▶ [Task directions]: Transcribe every record that appears below, exactly and in full.

Records from a point labeling set:
+---+
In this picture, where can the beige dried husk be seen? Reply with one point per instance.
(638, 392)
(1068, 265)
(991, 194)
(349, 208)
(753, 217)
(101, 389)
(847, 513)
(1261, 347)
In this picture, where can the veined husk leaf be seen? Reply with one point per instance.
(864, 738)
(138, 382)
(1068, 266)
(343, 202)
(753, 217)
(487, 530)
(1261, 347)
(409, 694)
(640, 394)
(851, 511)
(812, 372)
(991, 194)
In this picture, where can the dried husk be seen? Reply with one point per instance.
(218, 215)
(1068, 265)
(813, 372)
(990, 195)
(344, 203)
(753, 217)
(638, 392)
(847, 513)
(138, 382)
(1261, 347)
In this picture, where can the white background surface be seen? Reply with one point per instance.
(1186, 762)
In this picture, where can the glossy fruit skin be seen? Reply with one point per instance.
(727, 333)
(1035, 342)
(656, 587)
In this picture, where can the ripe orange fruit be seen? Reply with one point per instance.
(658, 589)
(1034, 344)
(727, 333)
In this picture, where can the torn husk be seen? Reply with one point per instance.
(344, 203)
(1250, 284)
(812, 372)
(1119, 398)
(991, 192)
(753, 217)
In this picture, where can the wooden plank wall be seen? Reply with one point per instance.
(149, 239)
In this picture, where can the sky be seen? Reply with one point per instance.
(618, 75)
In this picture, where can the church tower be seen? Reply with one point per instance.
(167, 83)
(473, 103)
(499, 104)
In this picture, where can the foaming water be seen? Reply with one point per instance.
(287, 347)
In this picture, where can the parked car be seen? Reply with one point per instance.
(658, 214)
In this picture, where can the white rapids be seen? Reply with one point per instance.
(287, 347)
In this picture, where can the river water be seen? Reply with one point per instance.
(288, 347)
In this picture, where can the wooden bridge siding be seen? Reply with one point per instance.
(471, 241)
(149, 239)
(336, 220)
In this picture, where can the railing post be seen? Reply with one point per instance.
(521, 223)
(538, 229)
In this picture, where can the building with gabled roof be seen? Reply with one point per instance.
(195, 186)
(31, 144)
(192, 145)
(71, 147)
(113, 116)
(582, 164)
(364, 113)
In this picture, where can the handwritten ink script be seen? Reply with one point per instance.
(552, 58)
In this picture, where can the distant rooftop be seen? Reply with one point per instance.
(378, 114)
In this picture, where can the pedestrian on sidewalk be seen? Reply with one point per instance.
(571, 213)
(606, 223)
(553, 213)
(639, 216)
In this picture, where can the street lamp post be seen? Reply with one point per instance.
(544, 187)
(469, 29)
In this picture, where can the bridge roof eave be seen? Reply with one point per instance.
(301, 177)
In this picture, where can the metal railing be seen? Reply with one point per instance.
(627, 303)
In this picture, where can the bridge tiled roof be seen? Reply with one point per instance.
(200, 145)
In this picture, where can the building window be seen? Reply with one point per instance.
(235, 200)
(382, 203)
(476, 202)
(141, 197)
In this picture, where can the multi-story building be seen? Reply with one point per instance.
+---+
▶ [Exercise response]:
In this picture, where can the beige dried husk be seen? Reply with one point per instance.
(638, 392)
(1068, 265)
(991, 194)
(349, 208)
(753, 217)
(101, 389)
(847, 513)
(1261, 347)
In this picture, where can the veined husk leaf be seen? Reply with one point per instance.
(864, 738)
(138, 382)
(1068, 266)
(343, 202)
(753, 217)
(487, 530)
(1261, 347)
(409, 694)
(640, 394)
(851, 511)
(812, 372)
(991, 194)
In this picture, where can the dried husk be seen? Reply with one point per instance.
(218, 215)
(1068, 265)
(813, 372)
(990, 195)
(344, 203)
(753, 217)
(638, 392)
(847, 513)
(138, 382)
(1261, 347)
In this picture, where can the white background surface be seen? Reply with one point per instance.
(1186, 762)
In this picture, where can the glossy fruit skin be seen? Reply with one point per instance.
(727, 333)
(1035, 342)
(656, 587)
In this picture, where can the ripe orange fruit be seen? Reply with one point per instance.
(658, 589)
(1034, 344)
(727, 333)
In this picture, where can the torn husk be seen? Reply with one point per instance.
(344, 203)
(1250, 284)
(812, 372)
(1119, 398)
(991, 192)
(753, 217)
In this picture, where can the wooden plank wall be seen? Reply with one point per instance.
(149, 239)
In this picture, where can the sky be seen? Reply with one point per instance.
(618, 75)
In this picture, where can the church tower be seen? Reply with one point per instance.
(167, 83)
(473, 103)
(499, 104)
In this picture, where can the foaming water be seen? Reply with one point per instance.
(287, 347)
In this picture, where can the parked car be seen? Reply with one point per instance.
(658, 214)
In this picture, where can the white rapids be seen? Reply with one point per instance.
(287, 347)
In this picture, where can the river water be seen? Reply with one point per instance.
(288, 347)
In this picture, where can the wooden bridge siding be seen? Reply with one point per instance.
(471, 241)
(149, 239)
(336, 220)
In this picture, where can the railing post be seen? Reply with one point per instance.
(521, 223)
(538, 229)
In this picture, where can the building with gabled roof be seen? Reply with one point per instance.
(195, 186)
(31, 144)
(192, 145)
(71, 147)
(113, 116)
(582, 164)
(364, 113)
In this picture, where can the handwritten ink script be seen? Reply with one point per instance.
(552, 58)
In this picture, where can the distant rooftop be seen? Reply with one point per instance.
(378, 114)
In this picture, where can the pedestrian on sidewalk be seen? Reply with one point per instance.
(571, 213)
(606, 223)
(553, 213)
(639, 216)
In this picture, where can the street lamp post be seen? Reply with one point per instance.
(544, 187)
(469, 29)
In this picture, where can the bridge roof eave be seen? Reply with one point per instance.
(301, 177)
In this picture, where can the metal railing be seen? Reply with one point per instance.
(627, 303)
In this picture, where can the bridge tiled roof be seen? Reply with one point per instance.
(200, 145)
In this picture, where can the building window be seen? Reply with one point per instance.
(235, 200)
(382, 203)
(476, 202)
(141, 197)
In this picture, where can the multi-story building be seen? Reply with one point per instance.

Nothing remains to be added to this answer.